[begin Page text]

# What is your Internet Usage a Month



## cohen

This is how it works:

Tell us in the poll how much your internet usage is per month, your provider and how much it costs you and speed (Upload and download)


----------



## Campo

no poll??????


----------



## cohen

Campo said:


> no poll??????



Done


----------



## cohen

Mine is:
16GB Month
$49.95AU
AANET

1.5MB Download
512KB Upload


----------



## Campo

Mine's 
7GB month
$70.00 AUD bundled with home phone
Optus


----------



## BluePlum

12 gb... dont no speed but farily fast. Optus. 69$ aus and dunno with home phone


----------



## Jesse

Mines 5gb... $40 a month


----------



## cohen

BluePlum said:


> 12 gb... dont no speed but farily fast. Optus. 69$ aus and dunno with home phone



Go to - http://www.cnet.com.au/broadband/speedtest.htm and this will tell you your speed. Make sure all internet applications are closed - i.e. msn etc.


----------



## Campo

BluePlum said:


> 12 gb... dont no speed but farily fast. Optus. 69$ aus and dunno with home phone


same as mine ;p


----------



## mep916

I get unlimited internet and unlimited nation-wide phone service through Comcast for $69.99/month. When the promotion ends, it'll be between $120-$130.


----------



## Motoxrdude

At least 20gb a month no problem. I do a lot of kernal development for linux so I am constantly DLing or uploading to my server.


----------



## cohen

Wow this is getting interesting on prices etc and how much people get... especially from the AUS users.

[end Page text]
[begin Extracted records]

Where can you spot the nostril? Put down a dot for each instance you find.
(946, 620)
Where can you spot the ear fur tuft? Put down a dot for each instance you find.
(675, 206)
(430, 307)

[end Extracted records]

Your tasks
1 – Which usernames post in the internet usage thread? List each one once.
2 – Can you copy the stretch of the internet usage thread from "At least 20gb" through "the AUS users.", word for word?
Work only from the internet usage thread; the listing plays no part.

The responses
1 – cohen, Campo, BluePlum, Jesse, mep916, Motoxrdude

2 –
At least 20gb a month no problem. I do a lot of kernal development for linux so I am constantly DLing or uploading to my server.


----------



## cohen

Wow this is getting interesting on prices etc and how much people get... especially from the AUS users.